PTB (Belçika İşçi Partisi) ML ideolojiyi kendisine rehber edindiği iddiasındadır, tam da bu nedenle tanıdığımız klasik düzen partilerinden değildir. Bunun için de her daim burjuvazinin dikkatini üzerine çekmiştir. Nitekim Belçika burjuvazisinin algı operasyonları ile karşı karşıya kalmaktadır. Kitlelerden soyutlamak için “halen ML var mı?”, “ML’i canavar” gibi göstererek teşhir gayreti içerisindedir. Ama geleceğin Partisinin PTB olduğunu çok iyi bilmektedir. Gelişmeler, yaşanan süreç bunu göstermektedir. Bu seçimlerde bütün belediyelerde sandalye sayısını gözle görülür derecede çoğaltmıştır .PS’in  şimdiden zorunlu koalisyon ortağıdır. Bu yönde müzakereler ilerde kendini daha net gösterecektir. Bilgili, hatip yönleri ile dikkatleri üzerine çeken PTB başkanı Raoul Hedebouw’un partide oyların yükselmesinde büyük rolü olmuştur. Her nasılsa psikopat olduğu iddia edilen bir Türk tarafından, üstelik 1 Mayıs gibi bir günde bıçaklı saldırıya uğrayarak yaralanması halen sorgulanmaya muhtaçtır. Verilmek istenen mesajın ne olduğu ileride muhakkak ortaya çıkacaktır.

PS (Parti Sosyalist), yani sözde sosyalistler ülke çapında bütün belediyelerde halen çoğunluğu ellerinde bulundururken diğer yandan ciddi oy kaybına da uğramıştır. Aşağı yukarı bütün belediyelerde hezimete uğrayan MR (Reformcu Hareket)’in yerini Ecolo ile PTB adayları alacaktır. Brüksel bu şehirlerin başında gelmektedir. Mons’da ismi PS ile özdeşleşmiş olan İtalyan asıllı Elio Di Rupo’nun aldığı oylar ise hayal kırıklığı yarattı. Bu yüzden Ecolo ile İşçi Partisi zorunlu koalisyon ortakları olarak görünmektedir.

**Yönergeler:**
**1)** Belçika seçimleri metninde "PS (Parti Sosyalist), yani" ifadesini içeren sözcüklerle açılıp "ortakları olarak görünmektedir." ile kapanan bölümü kelimesi kelimesine aktarın.
**2)** Belçika seçimleri metnini kaldığı yerden sürdürün.
Aşağıdaki kayıtlar başka bir kaynaktan alınmıştır.

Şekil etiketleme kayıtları

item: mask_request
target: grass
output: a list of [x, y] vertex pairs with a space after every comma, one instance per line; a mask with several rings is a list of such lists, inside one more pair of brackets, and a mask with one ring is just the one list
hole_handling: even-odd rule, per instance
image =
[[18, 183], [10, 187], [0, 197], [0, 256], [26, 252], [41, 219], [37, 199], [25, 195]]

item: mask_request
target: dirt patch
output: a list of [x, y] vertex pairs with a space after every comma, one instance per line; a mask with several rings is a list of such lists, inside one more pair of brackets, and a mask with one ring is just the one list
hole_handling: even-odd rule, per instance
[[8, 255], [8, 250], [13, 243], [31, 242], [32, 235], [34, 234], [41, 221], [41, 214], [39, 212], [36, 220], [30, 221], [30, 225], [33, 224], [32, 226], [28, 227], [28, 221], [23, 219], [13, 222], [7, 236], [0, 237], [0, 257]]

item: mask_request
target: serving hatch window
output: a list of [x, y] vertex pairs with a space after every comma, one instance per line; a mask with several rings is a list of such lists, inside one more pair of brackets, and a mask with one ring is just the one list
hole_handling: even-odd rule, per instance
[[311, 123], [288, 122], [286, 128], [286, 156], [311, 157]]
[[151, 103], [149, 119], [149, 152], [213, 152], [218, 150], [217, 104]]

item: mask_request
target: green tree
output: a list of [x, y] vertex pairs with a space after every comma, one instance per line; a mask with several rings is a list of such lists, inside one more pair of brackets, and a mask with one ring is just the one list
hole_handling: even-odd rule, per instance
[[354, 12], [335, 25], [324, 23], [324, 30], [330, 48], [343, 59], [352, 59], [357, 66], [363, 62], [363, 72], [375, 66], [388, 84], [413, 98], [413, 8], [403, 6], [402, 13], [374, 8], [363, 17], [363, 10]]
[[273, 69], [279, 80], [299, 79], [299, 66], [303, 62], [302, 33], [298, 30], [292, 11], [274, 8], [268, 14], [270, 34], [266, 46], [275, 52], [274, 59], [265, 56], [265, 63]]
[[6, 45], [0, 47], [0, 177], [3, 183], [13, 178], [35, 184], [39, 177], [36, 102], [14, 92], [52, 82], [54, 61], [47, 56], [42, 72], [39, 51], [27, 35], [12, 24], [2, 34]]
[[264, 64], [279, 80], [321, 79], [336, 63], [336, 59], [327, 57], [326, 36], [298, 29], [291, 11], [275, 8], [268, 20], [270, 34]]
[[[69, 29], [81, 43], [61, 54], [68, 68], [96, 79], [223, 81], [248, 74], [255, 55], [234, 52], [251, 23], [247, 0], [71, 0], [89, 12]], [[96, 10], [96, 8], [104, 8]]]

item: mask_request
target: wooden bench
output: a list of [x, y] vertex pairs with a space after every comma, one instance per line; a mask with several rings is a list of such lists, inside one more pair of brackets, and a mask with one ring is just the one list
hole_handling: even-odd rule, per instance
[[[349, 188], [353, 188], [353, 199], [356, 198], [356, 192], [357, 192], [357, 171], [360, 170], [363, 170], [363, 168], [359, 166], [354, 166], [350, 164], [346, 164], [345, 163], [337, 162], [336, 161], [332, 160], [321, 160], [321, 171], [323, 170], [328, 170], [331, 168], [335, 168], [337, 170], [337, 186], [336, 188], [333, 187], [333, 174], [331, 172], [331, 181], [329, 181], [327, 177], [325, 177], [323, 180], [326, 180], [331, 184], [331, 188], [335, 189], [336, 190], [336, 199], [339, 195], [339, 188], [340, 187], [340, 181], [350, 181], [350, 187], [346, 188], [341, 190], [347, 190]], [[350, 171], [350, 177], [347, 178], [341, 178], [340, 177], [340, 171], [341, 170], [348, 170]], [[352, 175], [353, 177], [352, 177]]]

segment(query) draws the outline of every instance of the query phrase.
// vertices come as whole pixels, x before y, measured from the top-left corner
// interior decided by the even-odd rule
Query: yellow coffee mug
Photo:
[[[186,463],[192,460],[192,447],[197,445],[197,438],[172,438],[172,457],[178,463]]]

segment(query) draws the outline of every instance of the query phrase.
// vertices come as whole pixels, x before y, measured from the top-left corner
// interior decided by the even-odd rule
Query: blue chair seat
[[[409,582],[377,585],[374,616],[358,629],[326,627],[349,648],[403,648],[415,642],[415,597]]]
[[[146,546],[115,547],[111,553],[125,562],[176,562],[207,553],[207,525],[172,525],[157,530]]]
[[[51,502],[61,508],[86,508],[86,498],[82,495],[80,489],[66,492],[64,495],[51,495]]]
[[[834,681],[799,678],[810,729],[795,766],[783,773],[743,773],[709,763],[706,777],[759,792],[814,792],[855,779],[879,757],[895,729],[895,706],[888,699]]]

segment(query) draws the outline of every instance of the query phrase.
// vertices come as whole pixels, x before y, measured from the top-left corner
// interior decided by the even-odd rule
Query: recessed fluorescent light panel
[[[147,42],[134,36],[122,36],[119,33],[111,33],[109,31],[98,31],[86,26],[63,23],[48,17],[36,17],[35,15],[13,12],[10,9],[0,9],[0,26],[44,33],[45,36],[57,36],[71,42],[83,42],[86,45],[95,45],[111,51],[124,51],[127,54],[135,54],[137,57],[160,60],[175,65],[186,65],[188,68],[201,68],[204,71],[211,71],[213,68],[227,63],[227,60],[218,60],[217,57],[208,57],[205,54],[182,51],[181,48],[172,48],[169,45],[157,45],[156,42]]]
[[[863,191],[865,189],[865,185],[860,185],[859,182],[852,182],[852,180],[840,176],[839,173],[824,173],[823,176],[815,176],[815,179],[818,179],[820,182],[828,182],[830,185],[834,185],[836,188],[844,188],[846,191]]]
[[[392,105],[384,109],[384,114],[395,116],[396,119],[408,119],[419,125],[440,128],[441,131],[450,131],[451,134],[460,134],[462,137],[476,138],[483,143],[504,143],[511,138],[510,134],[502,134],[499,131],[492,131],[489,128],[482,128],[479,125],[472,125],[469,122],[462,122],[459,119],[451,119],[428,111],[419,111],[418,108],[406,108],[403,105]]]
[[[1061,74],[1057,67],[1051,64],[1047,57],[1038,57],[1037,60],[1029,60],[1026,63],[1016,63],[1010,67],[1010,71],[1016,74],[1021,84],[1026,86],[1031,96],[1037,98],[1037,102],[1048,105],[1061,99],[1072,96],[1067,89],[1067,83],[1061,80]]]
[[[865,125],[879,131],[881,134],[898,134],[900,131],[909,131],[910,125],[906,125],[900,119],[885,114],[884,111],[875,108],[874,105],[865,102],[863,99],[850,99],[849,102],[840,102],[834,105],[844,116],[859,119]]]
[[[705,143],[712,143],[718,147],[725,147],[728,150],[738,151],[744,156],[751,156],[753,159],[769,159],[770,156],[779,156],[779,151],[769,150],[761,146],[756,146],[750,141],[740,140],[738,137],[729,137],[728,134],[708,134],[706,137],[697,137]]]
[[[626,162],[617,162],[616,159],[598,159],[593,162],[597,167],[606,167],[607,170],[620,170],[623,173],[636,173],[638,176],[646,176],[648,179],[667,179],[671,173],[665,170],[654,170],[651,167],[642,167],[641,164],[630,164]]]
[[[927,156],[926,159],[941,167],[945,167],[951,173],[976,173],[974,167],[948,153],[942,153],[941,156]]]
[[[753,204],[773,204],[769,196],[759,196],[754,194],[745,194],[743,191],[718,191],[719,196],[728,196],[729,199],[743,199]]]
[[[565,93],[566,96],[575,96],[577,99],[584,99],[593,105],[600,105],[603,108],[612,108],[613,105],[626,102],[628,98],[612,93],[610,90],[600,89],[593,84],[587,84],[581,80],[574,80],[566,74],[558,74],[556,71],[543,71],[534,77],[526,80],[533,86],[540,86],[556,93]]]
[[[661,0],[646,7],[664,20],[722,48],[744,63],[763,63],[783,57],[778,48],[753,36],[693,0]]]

**Yazılı yanıtlar:**
**1)**
PS (Parti Sosyalist), yani sözde sosyalistler ülke çapında bütün belediyelerde halen çoğunluğu ellerinde bulundururken diğer yandan ciddi oy kaybına da uğramıştır. Aşağı yukarı bütün belediyelerde hezimete uğrayan MR (Reformcu Hareket)’in yerini Ecolo ile PTB adayları alacaktır. Brüksel bu şehirlerin başında gelmektedir. Mons’da ismi PS ile özdeşleşmiş olan İtalyan asıllı Elio Di Rupo’nun aldığı oylar ise hayal kırıklığı yarattı. Bu yüzden Ecolo ile İşçi Partisi zorunlu koalisyon ortakları olarak görünmektedir.

**2)**
Türk cumhurbaşkanı Erdoğan’ın tüm coğrafyalarda hedefleri arasında olan “siyasal İslam”ın yaygınlaştırılması, iktidarlara sahip olması, olamazsa bile müdahalelerde bulunması artık herkes tarafından bilinen gerçeklerdir. Bunun için gayri resmi birrçok faaliyetleri gün yüzüne çıkmıştır. Saklı hiçbir şeyi kalmamıştır. Belçika’da sosyal medya, diyanet dolayısıyla camiiler ile siyasal partiler içerisine adaylarını sokarak müdahalelerde bulunmak başvurduğu yol ve yöntemlerdir. Bunların başında PS içerisinde Brüksel’e bağlı sadece Türklerin yoğun olarak yaşadığı Saint-Josse-ten-noode belediyesinde yeniden belediye başkanı seçilen Emir Kır gelmektedir. PS’in siyasal çizgisine ters düşmesine rağmen partiden ihraç edilmeyen Kır, Ermeni ve Kürt düşmanı kimliği ile tanınmaktadır. Zira PS oy kaygısıyla yaklaşmış, faşist bir kişinin Partide kalmasına göz yummuş, savunduğunu iddia ettiği değerlerinden taviz vermiştir.

Aynı durum Moolenbek’te de yaşanmaktadır. Yirmi yıldan fazladır belediye başkanlığını elinde bulunduran PS’in koalisyon ortağı bu sefer PTB olmuştur. PS senelerdir oy kaygısıyla hareket edince Fas’dan gelen teröristlere göz yummuş, Moolenbek terör yuvasının merkezi haline gelmiştir. DAİŞ’in Avrupa örgütlenmesinin merkezini oluşturan Moolenbek “siyasal İslamcıların” sığınma yeri olurken PS durumu görememiş, tehlikenin boyutları Avrupa’nın diğer ülkelerine sıçramıştır. Faslı Moolenbek’li teröristlerin eylemlerine bakacak olursak Afganistan’da gazeteci kılığında Kumandan Mesut’un öldürülmesi, İspanya’da metroda bombanın patlatılması, Brüksel’de sinagoga yapılan saldırı en son doruk noktasına varan Charlıe Hebdo ile Paris’te yüzlerce insanların öldürülmesinin siyasi sorumluları halen hesap vermemişlerdir.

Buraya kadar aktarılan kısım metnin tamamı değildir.